__What the task requires__
Quote the whole listing exactly. Leave the pictures out of your copy.

__Provided material__
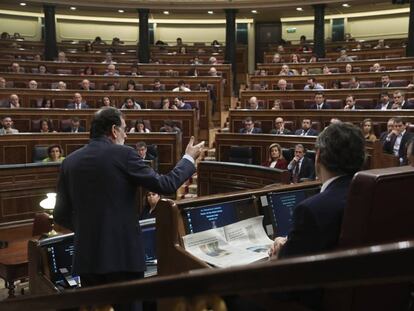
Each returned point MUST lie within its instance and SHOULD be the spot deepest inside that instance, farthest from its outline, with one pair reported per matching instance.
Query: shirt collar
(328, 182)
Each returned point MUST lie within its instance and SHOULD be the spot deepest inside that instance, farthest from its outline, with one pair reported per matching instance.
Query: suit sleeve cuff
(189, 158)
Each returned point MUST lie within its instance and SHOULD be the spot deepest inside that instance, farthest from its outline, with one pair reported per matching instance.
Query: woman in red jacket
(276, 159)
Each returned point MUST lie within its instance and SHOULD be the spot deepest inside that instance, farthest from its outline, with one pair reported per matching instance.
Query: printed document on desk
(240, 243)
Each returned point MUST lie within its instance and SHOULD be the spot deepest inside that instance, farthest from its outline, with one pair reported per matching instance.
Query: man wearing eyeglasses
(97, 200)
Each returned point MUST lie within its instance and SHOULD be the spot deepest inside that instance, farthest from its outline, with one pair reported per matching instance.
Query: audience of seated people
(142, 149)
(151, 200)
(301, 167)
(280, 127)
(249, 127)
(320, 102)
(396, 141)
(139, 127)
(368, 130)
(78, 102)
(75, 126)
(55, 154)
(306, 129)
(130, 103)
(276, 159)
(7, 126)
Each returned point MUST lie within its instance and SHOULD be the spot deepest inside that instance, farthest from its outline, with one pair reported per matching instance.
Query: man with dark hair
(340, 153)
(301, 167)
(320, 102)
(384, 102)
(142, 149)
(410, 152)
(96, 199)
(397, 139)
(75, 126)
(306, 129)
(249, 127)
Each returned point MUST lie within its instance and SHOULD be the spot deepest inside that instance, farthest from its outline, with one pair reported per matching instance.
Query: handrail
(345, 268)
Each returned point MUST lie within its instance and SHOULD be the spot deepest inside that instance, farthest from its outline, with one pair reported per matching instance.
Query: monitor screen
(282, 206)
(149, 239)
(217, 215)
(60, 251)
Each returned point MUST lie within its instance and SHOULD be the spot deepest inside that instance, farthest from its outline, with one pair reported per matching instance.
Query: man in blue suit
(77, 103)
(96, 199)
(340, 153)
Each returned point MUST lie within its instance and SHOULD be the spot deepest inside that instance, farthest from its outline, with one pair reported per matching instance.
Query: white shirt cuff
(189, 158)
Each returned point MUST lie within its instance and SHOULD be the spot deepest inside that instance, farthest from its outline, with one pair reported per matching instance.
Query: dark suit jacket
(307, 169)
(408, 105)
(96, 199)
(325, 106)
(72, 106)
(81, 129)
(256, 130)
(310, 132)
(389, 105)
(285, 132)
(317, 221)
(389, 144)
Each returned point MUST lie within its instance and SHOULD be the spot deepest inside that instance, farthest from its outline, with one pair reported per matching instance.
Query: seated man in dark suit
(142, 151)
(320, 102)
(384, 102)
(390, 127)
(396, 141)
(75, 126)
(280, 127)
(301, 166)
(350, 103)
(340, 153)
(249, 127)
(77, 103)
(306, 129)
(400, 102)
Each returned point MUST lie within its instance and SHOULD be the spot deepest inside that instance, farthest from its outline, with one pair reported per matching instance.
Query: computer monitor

__Task output__
Each returned point MUST lie within its instance and SHOULD be the spot deepest inside that instance, farthest from its outline, with one pair reported per matching instance.
Query: shirt collar
(328, 182)
Each returned point MUST lie within its instance and SHOULD be the spot deepest inside that instance, farthest from its outline, with one pair reported per matching instance.
Query: suit sleeve cuff
(189, 158)
Each returned point MUST lie within its instance and SHOULD be the spot deepest inside that instance, farthest from its outline, with one pair reported per matching instance.
Query: woman in red jacket
(276, 159)
Each returned point MUST lie within its instance and SHOULD be the spot deepest inside that instance, farthest from its outline, with one pair reported per matching instance.
Query: printed document on desk
(240, 243)
Each returned point MUST lie within its instance and SHOULD be the spot deepest inside that instance, farthest from its outline, with one pair reported per matching instance.
Query: man wearing eyeglasses
(97, 200)
Each returned point MUST lie within its instance and SHOULD be the spot deepest inside that instance, farthest from its outline, with one pair reported per matching instance.
Query: audience of seated people
(142, 149)
(151, 200)
(301, 167)
(280, 127)
(249, 127)
(320, 102)
(396, 141)
(139, 127)
(368, 130)
(78, 102)
(75, 126)
(55, 154)
(306, 129)
(130, 103)
(276, 159)
(7, 126)
Each returned point MUST lie within its instance and SHOULD be the spot deepest inside that instance, farthest from its outline, with one pair reported per matching instance.
Query: man with dark hair
(340, 153)
(301, 167)
(320, 102)
(384, 102)
(142, 149)
(410, 152)
(96, 199)
(397, 139)
(75, 126)
(306, 129)
(249, 127)
Each returned point MUST lie within its instance and SHOULD be the spot deepest inside that instance, farthest from its outline, with one pair reported per matching instance.
Query: handrail
(345, 268)
Each returned point MUST lie within its instance and SHOULD be the spot deepest inside that instance, farthest from its outline, with one pair reported per matching instance.
Query: monitor screen
(282, 206)
(149, 239)
(217, 215)
(60, 251)
Each returned point MUST lie within its instance and SHOULD be the spot deepest inside that instance, farthest from its outline, with one pair reported per matching instance.
Query: man in blue suit
(77, 103)
(96, 199)
(340, 153)
Each returned point MUST lie within its instance and SHOULD be the spot deepest inside that instance, farthest from its outline, with one pair reported per matching instance.
Query: white shirt cuff
(189, 158)
Each returned point MUST lie within its instance and SHOULD be the spot deepest inside that instance, farthest from its outline, with one pair reported per matching instance.
Query: dark suit jacket
(307, 169)
(408, 105)
(96, 199)
(325, 106)
(72, 106)
(81, 129)
(256, 130)
(310, 132)
(389, 105)
(285, 132)
(317, 221)
(389, 144)
Each returned point MUST lie within its instance and SHOULD be the spot deepest inside that instance, farthest from its outline, with one pair reported per matching instance.
Query: seated man in dark suit
(142, 151)
(320, 102)
(384, 102)
(390, 127)
(396, 141)
(75, 126)
(280, 127)
(301, 166)
(350, 103)
(340, 153)
(249, 127)
(77, 103)
(306, 129)
(400, 102)
Each returned point MUST lie within its instance and SHOULD be the spot deepest inside that instance, farthest from its outline, with one pair reported per matching instance.
Query: computer monitor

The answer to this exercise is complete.